抜粋文>
いつもと同じ体育館でいつも通り行われるチームの練習。

にも関わらず、順平は普段感じない緊張感を持って、ゲーム練習にのぞんだ。


これから強敵と戦っていくのに、強打だけでは通用しない。

相手のタイミングをずらすことで隙をつくる戦い方が大切だ。

そう考えた順平が目をつけたのは、ドロップだった。


スマッシュと同じ速度のスイングから、インパクトの瞬間にラケットを止めて、相手のタイミングをずらす。

練習ではある程度打てるようになったが、実際のゲームでどの程度使えるかはまだ未知数だ。


やがて、ゲーム練習開始の時間になった。

相手は、チーム最強の後衛のスペシャリスト大垣ペア。


・・・未完成のショットを使う相手としては、強すぎるかも・・・

いや、今からそんな弱気でどうする!!

一瞬、浮かんだ考えを振り払う順平。


そんな葛藤を知ってか知らずか、大垣が朗らかに声をかけてきた。


「順平ちゃん。そんな怖い顔してどうしたの?ワイが怖いんか?・・・なんちゃって。」

「大垣さん。試合前ですよ。まじめにやってください。」

「・・・」


ゲームが始まった。

順平の頭の中には、もうドロップのことしかない。

打ち頃の球がくるのをじっと待つ。


やがて、大垣のパートナーが不用意に上げたチャンスボールがやってきた。


(よっしゃ!)


大げさなくらいダイナミックなスマッシュのフォームで落下点に入る順平。

そして、インパクトの瞬間にラケットを止める。

練習でもこんなにうまくいったことはない。


(どうだ!!)


期待に胸が高鳴る。

・・・が、しかし!

大垣は、順平のドロップを見越していたかのように待ち構えていた。

油断した順平は、その返球をただ見守るしかなかった。


動揺が隠せない順平に、大垣は鬼の首を取ったように嬉々とした表情で話しかけてくる。


「僕のダジャレを無視した罰だよ。順平ちゃん。」

「大垣さん。どうして僕のドロップが見破れたんですか?」

「そりゃ、打ち方がスマッシュと違ってたからねぇ。」


納得できない順平は、まだゲーム中だというのに大垣を問い詰める。


「違ってたなんてそんなことあるわけないでしょう!


その物言いに大垣は、残念そうな表情を浮かべた。


「『頭隠して尻隠さず』ってことわざ知ってる?」

提供資料>
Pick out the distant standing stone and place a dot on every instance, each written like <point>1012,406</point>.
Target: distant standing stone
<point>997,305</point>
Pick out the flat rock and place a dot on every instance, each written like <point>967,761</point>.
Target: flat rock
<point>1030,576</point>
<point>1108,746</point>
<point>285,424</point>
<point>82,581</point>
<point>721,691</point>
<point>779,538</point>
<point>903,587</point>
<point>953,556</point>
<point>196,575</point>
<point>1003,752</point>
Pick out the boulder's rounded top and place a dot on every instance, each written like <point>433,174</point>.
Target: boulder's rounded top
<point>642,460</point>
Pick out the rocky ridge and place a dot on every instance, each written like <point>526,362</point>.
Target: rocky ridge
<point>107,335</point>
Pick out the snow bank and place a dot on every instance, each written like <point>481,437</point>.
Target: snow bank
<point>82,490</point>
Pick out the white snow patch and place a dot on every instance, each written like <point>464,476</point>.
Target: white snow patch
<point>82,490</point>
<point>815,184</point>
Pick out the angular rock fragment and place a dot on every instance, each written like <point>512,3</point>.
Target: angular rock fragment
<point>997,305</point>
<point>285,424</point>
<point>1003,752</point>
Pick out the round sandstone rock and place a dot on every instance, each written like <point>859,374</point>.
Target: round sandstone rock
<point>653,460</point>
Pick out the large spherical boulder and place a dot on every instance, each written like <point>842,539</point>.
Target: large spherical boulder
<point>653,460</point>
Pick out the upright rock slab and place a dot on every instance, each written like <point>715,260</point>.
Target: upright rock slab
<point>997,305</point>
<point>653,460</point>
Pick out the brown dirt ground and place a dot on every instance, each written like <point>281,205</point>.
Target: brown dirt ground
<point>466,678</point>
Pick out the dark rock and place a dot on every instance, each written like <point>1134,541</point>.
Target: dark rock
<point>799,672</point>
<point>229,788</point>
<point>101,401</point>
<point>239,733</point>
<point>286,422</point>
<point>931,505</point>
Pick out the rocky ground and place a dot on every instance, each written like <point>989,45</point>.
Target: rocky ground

練習問題>
**a.** 抜粋文で、ゲーム練習のときに順平の相手になったのは誰ですか。
**b.** エントリーのうち「Pick out the round」を含む行からエントリーの最後までを、空行を除いて1行を1つの文字列としたJSONのリストで表してください。
抜粋文とエントリーは、それぞれ独立した別々の資料です。

解答>
**a.** チーム最強の後衛のスペシャリストである大垣ペアです。

**b.**
[
  "Pick out the round sandstone rock and place a dot on every instance, each written like <point>859,374</point>.",
  "Target: round sandstone rock",
  "<point>653,460</point>",
  "Pick out the large spherical boulder and place a dot on every instance, each written like <point>842,539</point>.",
  "Target: large spherical boulder",
  "<point>653,460</point>",
  "Pick out the upright rock slab and place a dot on every instance, each written like <point>715,260</point>.",
  "Target: upright rock slab",
  "<point>997,305</point>",
  "<point>653,460</point>",
  "Pick out the brown dirt ground and place a dot on every instance, each written like <point>281,205</point>.",
  "Target: brown dirt ground",
  "<point>466,678</point>",
  "Pick out the dark rock and place a dot on every instance, each written like <point>1134,541</point>.",
  "Target: dark rock",
  "<point>799,672</point>",
  "<point>229,788</point>",
  "<point>101,401</point>",
  "<point>239,733</point>",
  "<point>286,422</point>",
  "<point>931,505</point>",
  "Pick out the rocky ground and place a dot on every instance, each written like <point>989,45</point>.",
  "Target: rocky ground"
]